DOCUMENT EXTRACT
——————

Did Britain join the Single Market to experience growth?

Britain joined the European Economic Community (EEC) which grew into the EU. Britain’s growth rate did at times outperform the EEC, so its reasons for joining can’t be explained purely by looking at economics (Sked, 2015). Sked (2015) argues that Britain didn’t join the EEC to help the economy or put itself at the heart of Europe. The EEC at the time was in no position to aid a countries economy. Britain joined the EEC because of Harold Macmillan, who was close friends with Jean Monnet. Together with other senior officials, they backed Monnet’s united Europe plans. Macmillan acted as a lobbyist in the House of Commons, pushing first for the European Coal & Steel Community, then EEC membership, by 1973 all of the establishment believed EEC membership was beneficial to Britain’s prosperity (Sked, 2015). Over time the relationship has become increasingly transactional.


Has the Single Market helped Britain grow?

Before Britain joined the European Economic Community (EEC), the EEC countries closest in population size (France, West Germany, and Italy) all produced more than the UK with the gap increasing yearly (Giles, 2017). When the UK joined the EEC its annual national growth rate was 7.4%. Much higher than the International Monetary Funds (IMF) 2017 projection of 1.7% (BBC, 2017; Sked, 2015). After becoming a member in 1973, Britain caught up closing the annual production gap (Giles, 2017). In the 1980’s Britain was trailing behind economically but has since gone on to prosper (Grant, 2008). If EEA membership is the only thing that is taken into consideration then it would seem it helped the UK become more competitive amongst its European rivals.

——————

DATA BLOCK
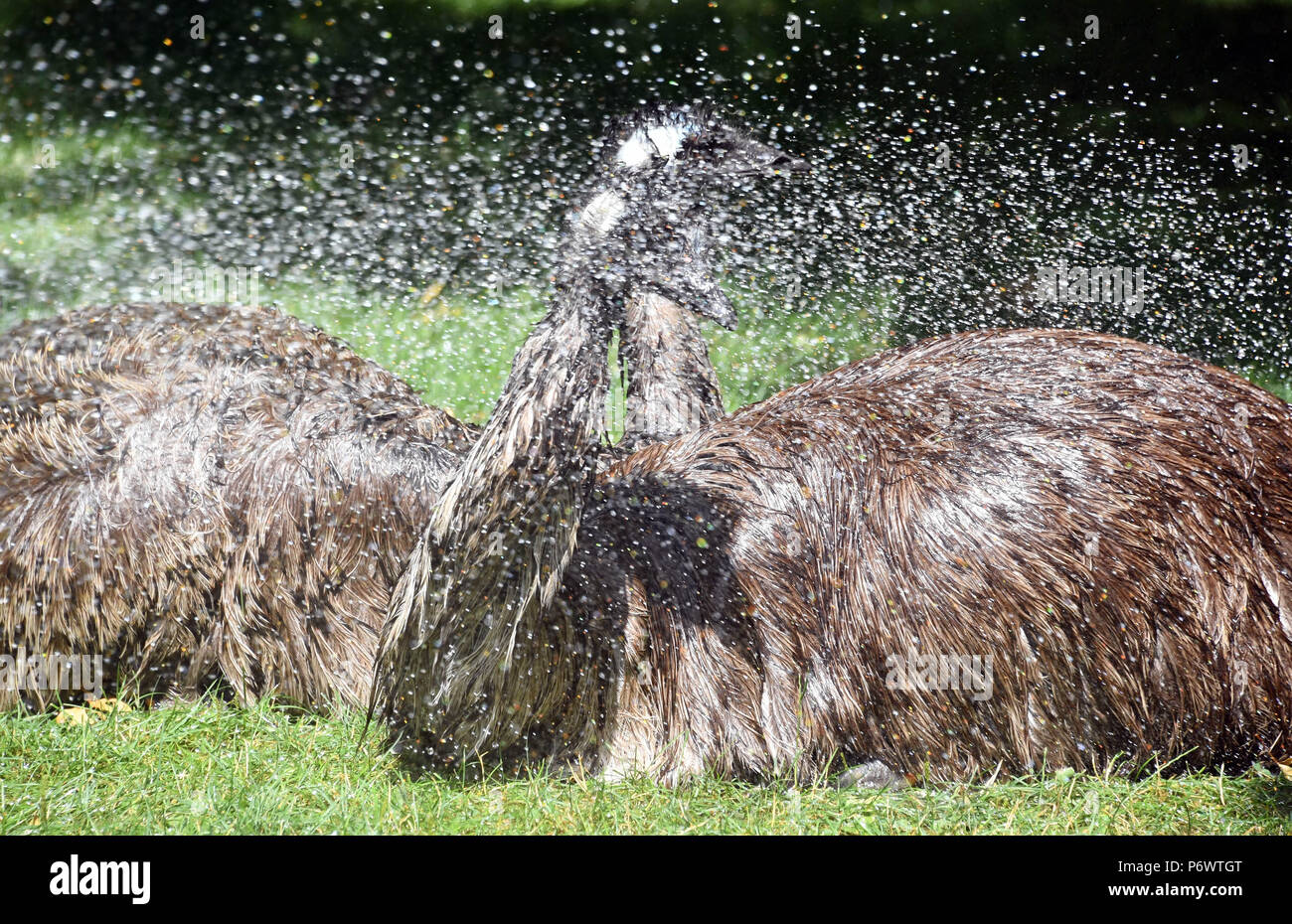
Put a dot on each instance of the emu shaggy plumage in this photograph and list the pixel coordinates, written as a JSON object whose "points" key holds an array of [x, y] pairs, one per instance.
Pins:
{"points": [[208, 493], [225, 494], [1107, 524]]}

——————

Return the whole text on Britain and the Single Market word for word, with nothing changed. The material above is not needed here.

Did Britain join the Single Market to experience growth?

Britain joined the European Economic Community (EEC) which grew into the EU. Britain’s growth rate did at times outperform the EEC, so its reasons for joining can’t be explained purely by looking at economics (Sked, 2015). Sked (2015) argues that Britain didn’t join the EEC to help the economy or put itself at the heart of Europe. The EEC at the time was in no position to aid a countries economy. Britain joined the EEC because of Harold Macmillan, who was close friends with Jean Monnet. Together with other senior officials, they backed Monnet’s united Europe plans. Macmillan acted as a lobbyist in the House of Commons, pushing first for the European Coal & Steel Community, then EEC membership, by 1973 all of the establishment believed EEC membership was beneficial to Britain’s prosperity (Sked, 2015). Over time the relationship has become increasingly transactional.


Has the Single Market helped Britain grow?

Before Britain joined the European Economic Community (EEC), the EEC countries closest in population size (France, West Germany, and Italy) all produced more than the UK with the gap increasing yearly (Giles, 2017). When the UK joined the EEC its annual national growth rate was 7.4%. Much higher than the International Monetary Funds (IMF) 2017 projection of 1.7% (BBC, 2017; Sked, 2015). After becoming a member in 1973, Britain caught up closing the annual production gap (Giles, 2017). In the 1980’s Britain was trailing behind economically but has since gone on to prosper (Grant, 2008). If EEA membership is the only thing that is taken into consideration then it would seem it helped the UK become more competitive amongst its European rivals.